* Passage:
►
Each year, the Kids Count Data Book is published by Annie E. Casey Foundation, allowing us to compare how our youth are faring compared to other children nationwide. This year, some specific areas of interest were highlighted, including the mental health of our youth. The spotlight on youth mental health has only brightened in recent years, with increasing concern around the pandemic’s impacts on anxiety and depression.
The rise in concerns around youth mental health prompted the US surgeon general to announce that youth mental health is a crisis across the nation that demands immediate action. Pre-COVID-19, anxiety and depression in Kentucky were at an estimated rate of 12.4% in 2016. By the first year of the pandemic, it climbed to 15.9%, amounting to an additional 29,000 children across the Commonwealth battling mental health issues.
The problem only intensifies across minority demographics. Around 9% of high schoolers struggle with mental health, but 12% of Black students, and 13% of two or more race students attempted suicide according to the latest national survey. LGBTQ+ youth are especially at-risk, with around 23% attempting suicide annually, almost four times likelier than their heterosexual counterparts.
We know that mental health affects overall health and wellbeing, and there are clear connections to oral health outcomes, including:
- Loss of appetite and poor nutrition
- Dental anxiety/fear
- Difficulty performing daily tasks like brushing of teeth
- Smoking, substance use, and alcohol abuse
These problems can lead to a number of negative oral health outcomes, from gum disease to tooth decay.
The data book also highlights community conditions that impact a family’s ability to meet their health and oral health needs. Although we have seen an increase in the number of children with health coverage in the last decade, an estimated 4% of Kentucky’s kids are still without health insurance. Additionally, 27% of Kentucky’s children have parents lacking secure employment, and 17% of the Commonwealth’s youth are living in poverty. These problems, created by the perfect storm of mental health decline and financial hardship, have established effects on overall health and wellbeing, including being directly related to health conditions such as heart disease and pneumonia.
The recently released data highlights the need for continued work to address health and oral health outcomes. KOHC is committed to finding solutions to improve health outcomes for all Kentuckians.
◄
* Given data:
►
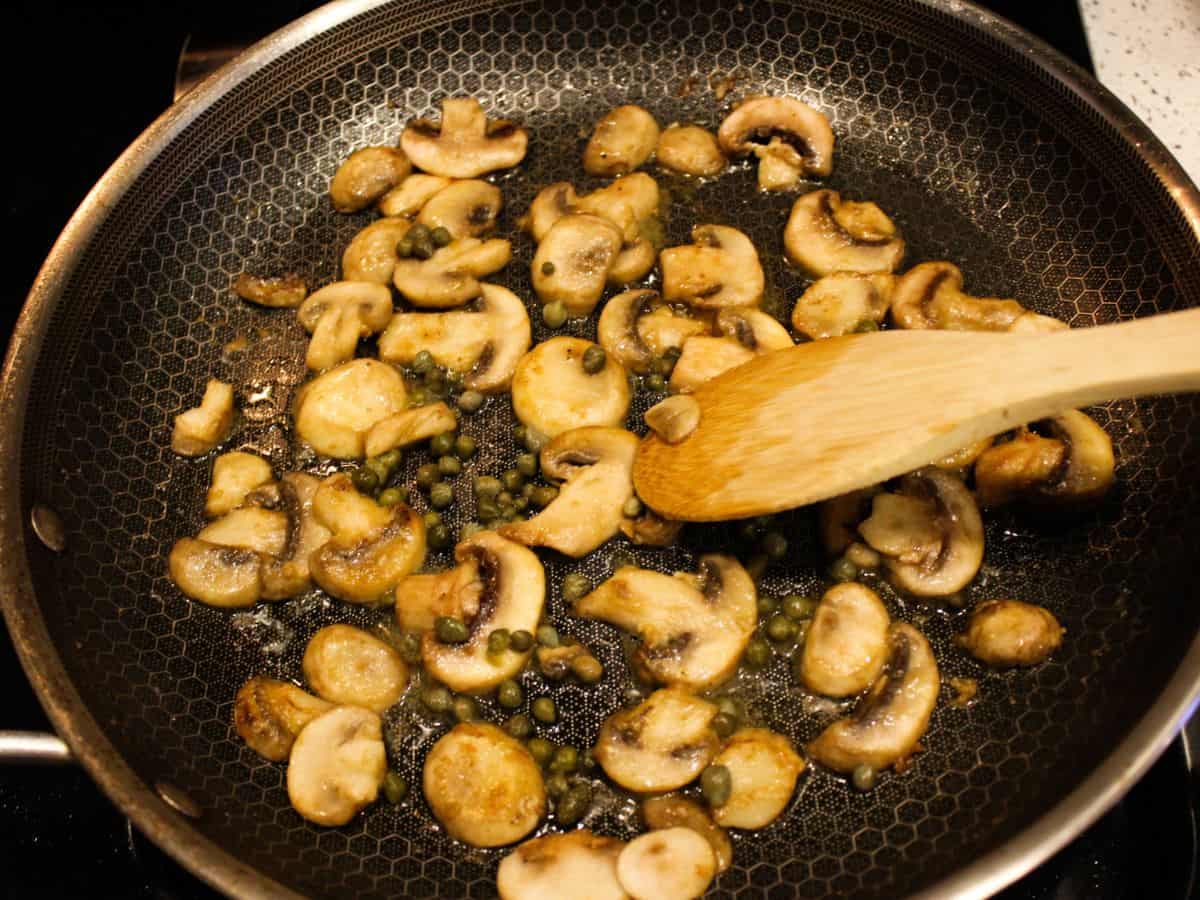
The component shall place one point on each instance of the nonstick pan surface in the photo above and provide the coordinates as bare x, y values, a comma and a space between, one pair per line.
◄
* Exercise details: Copy the passage on Kentucky youth mental health word for word, from "Each year, the" up to and including "mental health issues.".

* Answer to this task:
Each year, the Kids Count Data Book is published by Annie E. Casey Foundation, allowing us to compare how our youth are faring compared to other children nationwide. This year, some specific areas of interest were highlighted, including the mental health of our youth. The spotlight on youth mental health has only brightened in recent years, with increasing concern around the pandemic’s impacts on anxiety and depression.
The rise in concerns around youth mental health prompted the US surgeon general to announce that youth mental health is a crisis across the nation that demands immediate action. Pre-COVID-19, anxiety and depression in Kentucky were at an estimated rate of 12.4% in 2016. By the first year of the pandemic, it climbed to 15.9%, amounting to an additional 29,000 children across the Commonwealth battling mental health issues.